+++ Task material

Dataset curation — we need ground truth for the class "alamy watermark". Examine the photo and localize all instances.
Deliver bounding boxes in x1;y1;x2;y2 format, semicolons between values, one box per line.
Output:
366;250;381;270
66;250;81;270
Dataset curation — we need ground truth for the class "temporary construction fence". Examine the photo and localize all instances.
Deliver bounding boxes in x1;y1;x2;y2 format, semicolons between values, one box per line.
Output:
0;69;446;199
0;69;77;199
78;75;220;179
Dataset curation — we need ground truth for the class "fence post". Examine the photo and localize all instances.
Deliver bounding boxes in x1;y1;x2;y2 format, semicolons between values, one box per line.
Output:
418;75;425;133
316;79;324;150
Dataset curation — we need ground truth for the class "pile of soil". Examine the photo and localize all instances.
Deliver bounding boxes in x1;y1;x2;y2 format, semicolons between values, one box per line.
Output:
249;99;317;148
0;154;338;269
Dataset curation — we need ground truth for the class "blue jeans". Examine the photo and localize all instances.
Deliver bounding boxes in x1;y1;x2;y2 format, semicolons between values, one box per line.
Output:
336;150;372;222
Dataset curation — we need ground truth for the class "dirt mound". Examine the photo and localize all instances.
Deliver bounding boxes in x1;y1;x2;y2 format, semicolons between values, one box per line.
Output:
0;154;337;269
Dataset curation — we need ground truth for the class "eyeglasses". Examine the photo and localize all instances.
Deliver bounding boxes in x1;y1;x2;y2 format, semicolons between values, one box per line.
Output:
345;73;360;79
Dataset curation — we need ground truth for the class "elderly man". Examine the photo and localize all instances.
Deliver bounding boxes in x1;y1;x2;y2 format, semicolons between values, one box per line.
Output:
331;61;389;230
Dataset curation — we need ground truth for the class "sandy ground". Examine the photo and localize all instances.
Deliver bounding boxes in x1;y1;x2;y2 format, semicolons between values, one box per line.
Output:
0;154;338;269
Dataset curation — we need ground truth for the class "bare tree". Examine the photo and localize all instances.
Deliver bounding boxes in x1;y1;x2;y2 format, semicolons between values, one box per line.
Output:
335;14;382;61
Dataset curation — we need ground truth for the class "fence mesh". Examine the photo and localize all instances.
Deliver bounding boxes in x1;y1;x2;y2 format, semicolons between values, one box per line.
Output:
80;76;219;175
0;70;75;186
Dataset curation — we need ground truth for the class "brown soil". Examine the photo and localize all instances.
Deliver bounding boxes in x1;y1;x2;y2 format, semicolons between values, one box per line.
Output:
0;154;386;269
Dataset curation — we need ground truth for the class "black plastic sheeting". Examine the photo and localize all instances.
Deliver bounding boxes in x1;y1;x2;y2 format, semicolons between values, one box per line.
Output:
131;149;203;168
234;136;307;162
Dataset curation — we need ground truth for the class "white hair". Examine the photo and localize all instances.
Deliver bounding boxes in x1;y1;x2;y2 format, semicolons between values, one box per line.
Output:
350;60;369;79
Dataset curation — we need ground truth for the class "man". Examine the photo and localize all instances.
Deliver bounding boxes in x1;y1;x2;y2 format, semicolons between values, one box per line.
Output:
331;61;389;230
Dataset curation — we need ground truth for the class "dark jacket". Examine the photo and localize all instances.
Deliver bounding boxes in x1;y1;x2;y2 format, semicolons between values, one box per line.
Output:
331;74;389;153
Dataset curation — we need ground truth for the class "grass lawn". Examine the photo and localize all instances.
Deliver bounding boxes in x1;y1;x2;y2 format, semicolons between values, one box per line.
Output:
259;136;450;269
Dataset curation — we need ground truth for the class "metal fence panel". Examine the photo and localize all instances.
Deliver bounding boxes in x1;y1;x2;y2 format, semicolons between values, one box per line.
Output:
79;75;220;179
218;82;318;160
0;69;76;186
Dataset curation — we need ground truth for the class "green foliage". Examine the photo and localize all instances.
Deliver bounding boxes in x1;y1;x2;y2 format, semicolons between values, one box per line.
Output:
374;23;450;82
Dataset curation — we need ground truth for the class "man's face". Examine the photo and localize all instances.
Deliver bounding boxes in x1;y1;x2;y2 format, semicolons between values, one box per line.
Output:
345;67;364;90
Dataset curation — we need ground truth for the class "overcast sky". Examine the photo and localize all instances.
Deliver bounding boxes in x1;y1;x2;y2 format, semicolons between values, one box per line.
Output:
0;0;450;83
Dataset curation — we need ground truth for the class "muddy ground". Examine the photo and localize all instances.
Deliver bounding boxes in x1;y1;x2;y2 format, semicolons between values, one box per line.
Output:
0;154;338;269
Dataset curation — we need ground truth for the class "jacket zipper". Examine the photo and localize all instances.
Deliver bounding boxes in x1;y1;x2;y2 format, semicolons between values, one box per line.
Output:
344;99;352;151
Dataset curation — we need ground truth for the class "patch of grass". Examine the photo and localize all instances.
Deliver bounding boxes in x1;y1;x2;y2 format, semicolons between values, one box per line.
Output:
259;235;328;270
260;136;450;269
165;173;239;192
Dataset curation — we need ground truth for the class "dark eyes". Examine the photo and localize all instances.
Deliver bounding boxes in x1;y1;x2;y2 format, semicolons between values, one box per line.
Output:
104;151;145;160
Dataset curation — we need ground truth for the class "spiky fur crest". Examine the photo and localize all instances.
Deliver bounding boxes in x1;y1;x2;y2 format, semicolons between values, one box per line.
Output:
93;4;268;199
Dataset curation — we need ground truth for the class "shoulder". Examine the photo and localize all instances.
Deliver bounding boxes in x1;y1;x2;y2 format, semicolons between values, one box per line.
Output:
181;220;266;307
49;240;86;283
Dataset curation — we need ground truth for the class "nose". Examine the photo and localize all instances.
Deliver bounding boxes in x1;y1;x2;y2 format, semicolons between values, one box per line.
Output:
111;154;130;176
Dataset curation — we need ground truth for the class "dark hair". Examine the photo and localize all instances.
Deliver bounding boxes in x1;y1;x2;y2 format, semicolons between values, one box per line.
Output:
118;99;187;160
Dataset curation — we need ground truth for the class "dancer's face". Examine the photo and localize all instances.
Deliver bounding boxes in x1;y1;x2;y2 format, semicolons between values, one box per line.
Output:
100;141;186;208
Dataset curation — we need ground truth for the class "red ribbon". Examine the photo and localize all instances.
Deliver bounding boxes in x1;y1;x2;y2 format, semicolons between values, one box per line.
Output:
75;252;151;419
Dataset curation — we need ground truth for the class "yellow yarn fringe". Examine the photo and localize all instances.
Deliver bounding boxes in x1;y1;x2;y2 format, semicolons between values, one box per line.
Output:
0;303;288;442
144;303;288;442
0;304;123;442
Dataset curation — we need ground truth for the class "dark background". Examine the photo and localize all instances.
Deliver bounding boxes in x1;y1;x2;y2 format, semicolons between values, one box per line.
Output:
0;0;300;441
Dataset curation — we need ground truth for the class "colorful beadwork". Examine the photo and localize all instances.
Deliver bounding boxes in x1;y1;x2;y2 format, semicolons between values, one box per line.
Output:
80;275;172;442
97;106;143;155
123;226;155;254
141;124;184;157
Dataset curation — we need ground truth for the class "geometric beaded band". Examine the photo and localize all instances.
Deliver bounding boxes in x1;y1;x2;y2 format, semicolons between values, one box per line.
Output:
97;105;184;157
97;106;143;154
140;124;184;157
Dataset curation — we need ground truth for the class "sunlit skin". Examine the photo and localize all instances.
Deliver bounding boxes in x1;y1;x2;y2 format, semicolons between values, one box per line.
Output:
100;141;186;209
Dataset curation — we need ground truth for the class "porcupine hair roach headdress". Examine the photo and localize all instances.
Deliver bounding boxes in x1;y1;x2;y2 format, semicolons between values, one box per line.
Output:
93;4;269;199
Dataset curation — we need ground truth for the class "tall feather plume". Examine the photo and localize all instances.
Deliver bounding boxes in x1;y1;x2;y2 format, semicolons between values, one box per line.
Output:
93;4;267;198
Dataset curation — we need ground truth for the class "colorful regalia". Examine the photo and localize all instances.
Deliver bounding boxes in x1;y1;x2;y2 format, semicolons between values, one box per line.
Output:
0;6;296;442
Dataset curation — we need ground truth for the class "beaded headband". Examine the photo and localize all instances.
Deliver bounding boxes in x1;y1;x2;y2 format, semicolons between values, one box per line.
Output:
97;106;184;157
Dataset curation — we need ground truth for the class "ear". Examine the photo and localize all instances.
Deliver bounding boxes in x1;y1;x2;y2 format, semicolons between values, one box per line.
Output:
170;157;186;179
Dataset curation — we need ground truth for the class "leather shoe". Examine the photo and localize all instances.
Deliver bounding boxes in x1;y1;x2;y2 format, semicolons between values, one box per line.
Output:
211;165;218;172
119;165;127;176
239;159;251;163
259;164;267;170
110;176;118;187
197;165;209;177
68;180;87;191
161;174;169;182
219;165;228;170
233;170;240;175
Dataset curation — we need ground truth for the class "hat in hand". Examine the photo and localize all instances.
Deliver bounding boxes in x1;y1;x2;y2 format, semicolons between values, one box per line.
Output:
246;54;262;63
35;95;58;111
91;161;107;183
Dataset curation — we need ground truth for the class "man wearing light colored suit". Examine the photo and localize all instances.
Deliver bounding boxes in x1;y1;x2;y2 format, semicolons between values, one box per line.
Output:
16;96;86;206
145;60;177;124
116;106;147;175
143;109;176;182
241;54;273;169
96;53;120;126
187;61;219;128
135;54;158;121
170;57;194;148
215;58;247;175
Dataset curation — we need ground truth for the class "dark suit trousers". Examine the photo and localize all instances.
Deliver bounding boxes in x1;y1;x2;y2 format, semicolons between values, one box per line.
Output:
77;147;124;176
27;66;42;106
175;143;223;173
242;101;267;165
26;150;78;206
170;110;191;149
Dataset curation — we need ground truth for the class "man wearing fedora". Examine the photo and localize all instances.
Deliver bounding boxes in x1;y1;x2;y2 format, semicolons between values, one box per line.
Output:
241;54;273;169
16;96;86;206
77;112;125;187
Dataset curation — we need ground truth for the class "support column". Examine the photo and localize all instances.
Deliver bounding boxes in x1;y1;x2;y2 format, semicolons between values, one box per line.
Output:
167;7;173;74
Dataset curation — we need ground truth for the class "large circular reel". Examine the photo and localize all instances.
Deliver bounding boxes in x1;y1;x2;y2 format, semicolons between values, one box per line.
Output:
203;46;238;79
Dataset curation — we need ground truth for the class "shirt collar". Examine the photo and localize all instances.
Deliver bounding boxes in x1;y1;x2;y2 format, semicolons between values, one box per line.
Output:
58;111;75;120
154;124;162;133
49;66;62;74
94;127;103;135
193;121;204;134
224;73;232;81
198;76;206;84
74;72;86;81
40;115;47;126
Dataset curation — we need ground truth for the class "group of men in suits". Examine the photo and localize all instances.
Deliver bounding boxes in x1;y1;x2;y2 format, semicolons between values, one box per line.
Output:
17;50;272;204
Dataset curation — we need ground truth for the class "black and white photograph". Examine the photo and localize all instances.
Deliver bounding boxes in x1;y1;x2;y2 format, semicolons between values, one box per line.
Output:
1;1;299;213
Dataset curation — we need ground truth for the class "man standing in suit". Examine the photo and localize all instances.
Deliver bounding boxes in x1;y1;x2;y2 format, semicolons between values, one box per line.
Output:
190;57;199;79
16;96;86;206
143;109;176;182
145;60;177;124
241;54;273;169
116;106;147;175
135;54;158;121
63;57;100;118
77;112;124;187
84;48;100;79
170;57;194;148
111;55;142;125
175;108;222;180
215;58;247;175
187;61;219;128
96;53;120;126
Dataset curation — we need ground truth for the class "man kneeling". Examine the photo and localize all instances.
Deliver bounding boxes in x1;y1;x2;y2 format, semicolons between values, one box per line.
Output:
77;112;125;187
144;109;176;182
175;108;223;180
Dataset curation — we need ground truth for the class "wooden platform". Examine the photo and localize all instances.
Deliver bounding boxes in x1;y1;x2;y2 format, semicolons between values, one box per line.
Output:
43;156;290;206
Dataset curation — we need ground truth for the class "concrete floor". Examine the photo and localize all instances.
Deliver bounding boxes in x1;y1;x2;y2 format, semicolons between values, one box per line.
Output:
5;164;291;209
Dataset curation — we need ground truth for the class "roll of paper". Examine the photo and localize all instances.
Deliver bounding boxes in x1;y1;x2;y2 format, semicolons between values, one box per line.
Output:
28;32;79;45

++++++

**Short task:**
Which lines above contain the word "colorful", counting a match only when the letter case is the same? Find each one and copy it in full.

**Task output:**
Dataset curation — we need ground truth for the class "colorful beadwork". Examine the photo and localize all instances.
Dataset curation — we need ground truth for the class "colorful regalia". Examine the photo and localize all instances.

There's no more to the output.